Exercise prompt:
Continue the blog post about remembering from the end of its last sentence.

Source passage START

As we sat and waited for my very, very slow rising yeast to rise, she told me her story.  This woman had been through more than I could have ever imagined!  Her first husband had been killed during the war, and all she received was a note.  "No body.  No explaining.  No nothin'," she cried.  "Your generation knows nothing of hardship," she continued.  She escaped Germany during the nights, carrying her sickly 2 year old, stealing potatoes from farmer's fields.  Those around her told her to leave the boy, because they were sure he would die anyway.  She told me she couldn't have lived with herself if she'd of done that.  He lived, thanks to her stubborn faithfulness.  Reaching America wasn't the end of hardship.  She spoke no English and had difficulties with the adjustments.  No wonder Berta seemed like a drill sergeant on the outside-life had been horribly tough.  Yet, through this all, she chose to follow a Savior who didn't rescue her from it, but went through it with all with her.  Needless to say, I fell in love with this woman before my Kuchan was done baking.  We'd bonded over her kitchen table all because she was willing to share her story.  It was not an easy story for her to tell.

Everyone has a story.  Share yours with someone.  You never know what could unlikely friendship may develop.  It could even change someone else's life!

Sunday, April 22, 2012

Rocks, MSN and Forgiveness

Why is it important to remember?  Why look back?  To remember.  If we don't take the time to remember, it's easy to forget.  We celebrate anniversaries and birthdays to say, "I recall what happened on this day. I remember and I care!"  We shoot fireworks on the 4th of July in honor and appreciation of our freedom and those who fought for it.  We take communion to remember what Jesus did on the cross and pause in thanksgiving and anticipation until his return.

Let's face it... we are a very forgetful people by nature!  We need constant reminders.  Good grief, the disciples would actually see amazing miracles daily - feeding of thousands from a tiny lunch, storms calmed by mere words, diseased outcasts instantly healed - yet they'd have forgotten by the next day and were once again worried about where there next meal was coming from.  Forgetful to a fault.  I love the story in the Old Testament where the Israelites stacked up piles of rocks to remember how God had delivered them from their enemy...again.  The rocks were meant to be a reminder, a sign, so that when their children asked, "Dad, what's that pile of rocks over there?" they could tell them about all God had done for them.

Source passage END
Extracted information START

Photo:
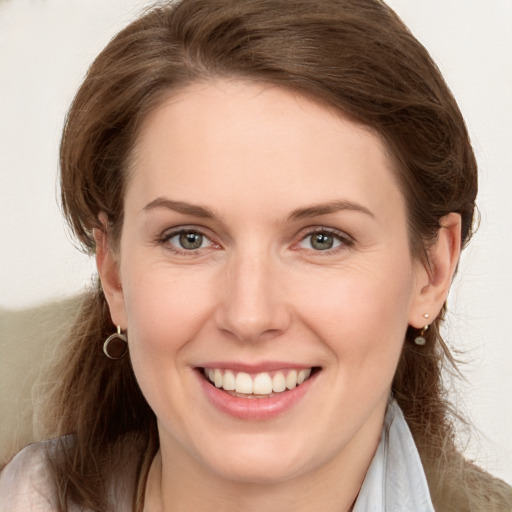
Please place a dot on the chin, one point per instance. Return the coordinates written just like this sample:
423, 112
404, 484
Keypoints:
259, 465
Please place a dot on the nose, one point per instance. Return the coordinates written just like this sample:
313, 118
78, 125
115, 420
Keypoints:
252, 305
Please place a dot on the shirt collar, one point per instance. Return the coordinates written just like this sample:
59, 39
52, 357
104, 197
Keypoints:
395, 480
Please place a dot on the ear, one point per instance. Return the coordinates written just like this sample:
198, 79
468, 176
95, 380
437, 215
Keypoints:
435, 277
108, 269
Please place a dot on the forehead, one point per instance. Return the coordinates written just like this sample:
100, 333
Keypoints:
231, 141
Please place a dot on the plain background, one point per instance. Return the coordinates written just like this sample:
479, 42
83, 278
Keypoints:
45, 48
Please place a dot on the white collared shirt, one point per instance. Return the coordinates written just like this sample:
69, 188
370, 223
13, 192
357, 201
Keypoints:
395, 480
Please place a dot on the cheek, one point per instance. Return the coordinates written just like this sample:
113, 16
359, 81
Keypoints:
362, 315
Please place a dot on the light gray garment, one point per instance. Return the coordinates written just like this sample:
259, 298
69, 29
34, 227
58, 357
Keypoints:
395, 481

Extracted information END
Extracted information START

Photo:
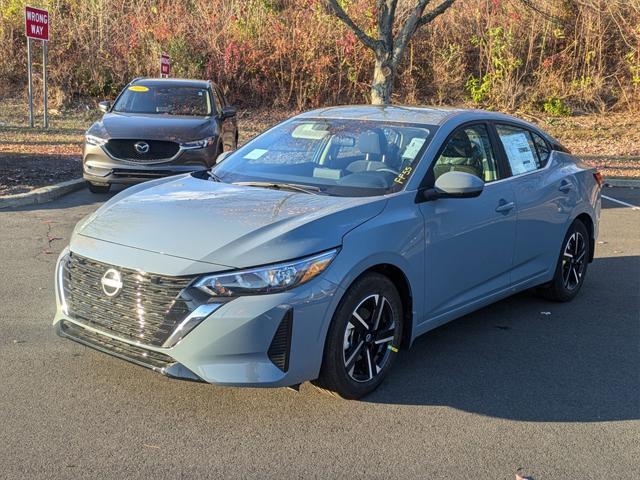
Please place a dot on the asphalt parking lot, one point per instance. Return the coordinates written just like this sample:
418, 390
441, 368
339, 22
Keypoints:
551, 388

Extracted information END

Your response:
There's one thing that we don't have a hard time forgetting... when someone wrongs us.  I wish I could blame my lack of forgiveness on someone else or my background or my genes...anything but myself!  Unfortunately, it's my human, sinful nature to forget the great things, the miracles, the good things, and linger on the wrongs.  Unforgiveness comes so naturally.  In one of my last posts I mentioned that my dad and I met up and began sharing - learning about God's grace and love.  It started with a shared forgiveness.  A pain from both of our pasts - The "crash" while in Hermiston. (If you missed the story of this, read:  When the Crash Happens )

This story begins because my dad wanted to MSN (live chat) with the grandkids, so we were trying to set up a link where they could "chat".  Something you should know about my dad is this: He was a much better writer than talker.  Little did I realize, God would use this time "writing" back and forth to open up a "chatline" that was much needed for us both.  Our chat went something like this:

Me:    The kids will love being able to talk with you live over the computer.
Dad:   They can practice typing, too.
Me:     So, how was your week?
Dad:    It was good.  But you'll never guess who I saw this week.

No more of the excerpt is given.